DATA IN THIS EXERCISE ::
□ □ □ □
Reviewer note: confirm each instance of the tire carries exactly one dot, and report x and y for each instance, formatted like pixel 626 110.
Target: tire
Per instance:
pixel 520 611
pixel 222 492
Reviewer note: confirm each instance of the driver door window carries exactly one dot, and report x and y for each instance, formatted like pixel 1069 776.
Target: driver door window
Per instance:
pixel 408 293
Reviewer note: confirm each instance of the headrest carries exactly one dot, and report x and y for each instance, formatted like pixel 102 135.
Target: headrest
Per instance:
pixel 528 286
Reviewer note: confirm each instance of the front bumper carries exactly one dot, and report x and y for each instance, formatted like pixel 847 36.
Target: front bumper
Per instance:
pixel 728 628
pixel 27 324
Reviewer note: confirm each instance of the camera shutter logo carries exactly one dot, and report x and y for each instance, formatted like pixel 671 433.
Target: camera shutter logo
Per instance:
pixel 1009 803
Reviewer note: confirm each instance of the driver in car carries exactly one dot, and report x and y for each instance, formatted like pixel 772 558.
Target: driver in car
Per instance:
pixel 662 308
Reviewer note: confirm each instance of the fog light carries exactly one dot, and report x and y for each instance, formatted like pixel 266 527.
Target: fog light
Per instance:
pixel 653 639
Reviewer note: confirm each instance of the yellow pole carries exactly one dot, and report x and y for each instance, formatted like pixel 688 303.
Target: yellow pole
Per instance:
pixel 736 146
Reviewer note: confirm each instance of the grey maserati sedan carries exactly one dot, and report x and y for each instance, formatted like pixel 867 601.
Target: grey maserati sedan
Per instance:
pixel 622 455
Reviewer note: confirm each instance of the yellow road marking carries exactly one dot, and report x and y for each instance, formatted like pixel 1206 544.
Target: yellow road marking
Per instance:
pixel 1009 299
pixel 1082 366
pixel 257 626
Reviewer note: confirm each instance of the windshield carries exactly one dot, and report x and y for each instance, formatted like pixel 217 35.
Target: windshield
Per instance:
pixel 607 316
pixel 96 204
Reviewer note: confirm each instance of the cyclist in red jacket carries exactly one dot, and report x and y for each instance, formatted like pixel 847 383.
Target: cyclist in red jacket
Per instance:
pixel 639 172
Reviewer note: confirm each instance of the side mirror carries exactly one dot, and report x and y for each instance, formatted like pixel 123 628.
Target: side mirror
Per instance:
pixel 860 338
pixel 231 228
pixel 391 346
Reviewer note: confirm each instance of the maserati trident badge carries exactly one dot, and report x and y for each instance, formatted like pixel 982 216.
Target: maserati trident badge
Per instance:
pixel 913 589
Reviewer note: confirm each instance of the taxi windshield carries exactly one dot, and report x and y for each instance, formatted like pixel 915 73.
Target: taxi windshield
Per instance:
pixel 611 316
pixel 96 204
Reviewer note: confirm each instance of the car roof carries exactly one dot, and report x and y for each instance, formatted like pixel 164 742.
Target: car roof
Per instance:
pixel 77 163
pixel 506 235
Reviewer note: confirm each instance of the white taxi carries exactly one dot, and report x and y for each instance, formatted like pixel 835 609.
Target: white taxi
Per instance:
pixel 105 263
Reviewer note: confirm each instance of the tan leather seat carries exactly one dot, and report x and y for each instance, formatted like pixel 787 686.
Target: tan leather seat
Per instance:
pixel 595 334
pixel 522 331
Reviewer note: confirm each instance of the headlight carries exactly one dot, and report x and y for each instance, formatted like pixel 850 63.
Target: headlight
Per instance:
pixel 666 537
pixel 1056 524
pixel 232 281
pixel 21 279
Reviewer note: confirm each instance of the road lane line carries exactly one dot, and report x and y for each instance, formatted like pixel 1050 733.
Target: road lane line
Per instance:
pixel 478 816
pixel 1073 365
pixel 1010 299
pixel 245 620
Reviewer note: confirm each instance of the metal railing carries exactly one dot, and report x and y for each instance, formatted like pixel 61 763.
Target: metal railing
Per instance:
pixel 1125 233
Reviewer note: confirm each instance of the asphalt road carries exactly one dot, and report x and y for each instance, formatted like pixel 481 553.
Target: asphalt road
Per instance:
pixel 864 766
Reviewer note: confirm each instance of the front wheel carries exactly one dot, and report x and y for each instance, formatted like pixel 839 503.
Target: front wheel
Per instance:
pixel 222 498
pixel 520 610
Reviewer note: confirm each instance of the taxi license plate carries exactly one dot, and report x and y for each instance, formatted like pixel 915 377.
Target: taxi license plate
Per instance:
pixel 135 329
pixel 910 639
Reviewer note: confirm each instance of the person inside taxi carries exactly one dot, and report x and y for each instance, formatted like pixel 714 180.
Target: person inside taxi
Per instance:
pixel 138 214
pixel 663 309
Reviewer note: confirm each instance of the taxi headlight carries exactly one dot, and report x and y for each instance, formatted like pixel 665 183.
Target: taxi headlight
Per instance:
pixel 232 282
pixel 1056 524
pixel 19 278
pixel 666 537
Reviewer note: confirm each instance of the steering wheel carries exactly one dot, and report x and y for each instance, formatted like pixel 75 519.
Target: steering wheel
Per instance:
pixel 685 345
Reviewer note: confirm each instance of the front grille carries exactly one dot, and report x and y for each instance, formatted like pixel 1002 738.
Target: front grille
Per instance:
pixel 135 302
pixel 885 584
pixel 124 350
□ □ □ □
Each entry above should be repeated exactly, with no line left out.

OUTPUT FOR THIS EXERCISE ::
Reviewer note: confirm each instance of the tire carries exactly one dot, and report x and y for each instance, formatted like pixel 626 110.
Target: tire
Per instance:
pixel 520 611
pixel 222 492
Reviewer note: confirm each instance of the driver door window carries exactly one dot, and report x and y for each instance, formatted like pixel 1069 776.
Target: driver door window
Per instance:
pixel 408 293
Reviewer note: confirm each instance of the headrest carries exactly one dot, and report x and y for each instance, formatted like pixel 102 135.
Target: headrest
Per instance:
pixel 528 286
Reviewer note: confirm each instance of the front bumper carries exactly one dot, and report x and y for each instance, formatted like pixel 847 36.
Target: front bumper
Per instance:
pixel 728 628
pixel 27 324
Reviewer note: confirm each instance of the camera shutter logo carries exactly one dot, and report x and y for each instance, formatted like pixel 671 433.
Target: camera shutter logo
Per instance:
pixel 1009 803
Reviewer note: confirm each instance of the driver in car carries exactly one dot, and report x and y for each instance, formatted like pixel 772 558.
Target: driver in car
Per instance:
pixel 662 308
Reviewer note: confirm each instance of the fog light carries exactly one dot, and report x and y for each instance, formatted like pixel 266 527.
Target: fog light
Per instance:
pixel 653 639
Reviewer note: confirm each instance of the yellow pole carries exactly one dot, and report x and y for each instance, formatted like pixel 688 303.
Target: yellow pole
Per instance:
pixel 736 146
Reviewer note: confirm each instance of the grey maserati sedan carries exactly one dot, and report x and y for each instance, formatted like pixel 867 601.
Target: grey maserati sedan
Per instance:
pixel 622 455
Reviewer note: confirm each instance of the yellow road marking carries exactly one dot, and report x and y for each instance, formatted like pixel 1206 544.
Target: yellow road marking
Per instance:
pixel 1009 299
pixel 1082 366
pixel 257 626
Reviewer note: confirm each instance of the windshield carries exactly one dot, and report x and y for each instance, formatted like pixel 217 35.
Target: windshield
Per instance:
pixel 607 316
pixel 96 204
Reviewer note: confirm each instance of the cyclist in red jacket carries exactly one dot, and report x and y for each instance, formatted like pixel 847 383.
Target: cyclist in red jacket
Per instance:
pixel 639 172
Reviewer note: confirm each instance of the side mirror carries exactly one dot, and report x and y for each instance, formatted like pixel 123 628.
Target: side mirror
Per instance:
pixel 860 338
pixel 231 228
pixel 391 346
Reviewer note: confirm each instance of the maserati trident badge carries exactly one dot, and report x and y for each instance, formatted like pixel 982 216.
Target: maserati trident badge
Per instance:
pixel 913 589
Reviewer note: confirm each instance of the taxi windshield carries exactly one dot, and report x and y for each instance, formatted like pixel 915 73.
Target: taxi windshield
Per instance:
pixel 611 316
pixel 96 204
Reviewer note: confirm each instance of the car roof carries exactly one dot, and report x and y for each instance, formatted like pixel 164 742.
Target: car roof
Per instance:
pixel 77 163
pixel 506 235
Reviewer note: confirm each instance of the white taxi carries exactly one dot, and report x and y for each instance, formatted like pixel 835 609.
Target: white taxi
Per instance:
pixel 105 263
Reviewer note: confirm each instance of the tan leather seat carries exactly one dot, and report x and y for each instance, formatted like pixel 787 686.
Target: tan leather seat
Per instance:
pixel 595 334
pixel 522 331
Reviewer note: confirm each instance of the headlight carries exactly one dot, and report x and y for each instance, formatted like pixel 850 63.
Target: headlight
Per instance:
pixel 666 537
pixel 1056 524
pixel 232 281
pixel 21 279
Reviewer note: confirm each instance of the road lane line carries exactly one dot, and report x and y for each instance, formatted like pixel 1050 733.
Target: road lane line
Per instance:
pixel 478 816
pixel 1073 365
pixel 1010 299
pixel 245 620
Reviewer note: confirm each instance of the metal railing carries exactly one dot, and report x and y for each instance, formatted like pixel 61 763.
Target: metal railing
Per instance:
pixel 1125 233
Reviewer note: confirm each instance of the asphalt road carries exactly one dot, and report x and y for each instance, formatted like pixel 481 553.
Target: asphalt road
Per instance:
pixel 864 766
Reviewer note: confirm each instance of the front wheel carries exactly one dot, and report x and y for each instance, formatted like pixel 839 503.
Target: front wheel
Per instance:
pixel 222 498
pixel 520 610
Reviewer note: confirm each instance of the taxi license plate carries exactly one dot, and report x and y for each instance, formatted like pixel 915 377.
Target: taxi license plate
Per instance:
pixel 135 329
pixel 910 639
Reviewer note: confirm each instance of the person inside taxi carries exactly one dot, and report x and y for each instance, formatted like pixel 714 180.
Target: person inside taxi
Per instance:
pixel 138 214
pixel 663 309
Reviewer note: confirm each instance of the taxi headlight carries exactly one dot, and report x and y for each instance, formatted like pixel 665 183.
Target: taxi headlight
Per instance:
pixel 232 282
pixel 1056 524
pixel 19 278
pixel 666 537
Reviewer note: confirm each instance of the steering wheel carries exactly one dot, and report x and y for each instance, formatted like pixel 75 519.
Target: steering wheel
Per instance:
pixel 685 345
Reviewer note: confirm each instance of the front grille carries exactly one dot, and report x and y for each instance, formatted like pixel 1002 738.
Target: front grille
Per instance:
pixel 135 302
pixel 885 584
pixel 124 350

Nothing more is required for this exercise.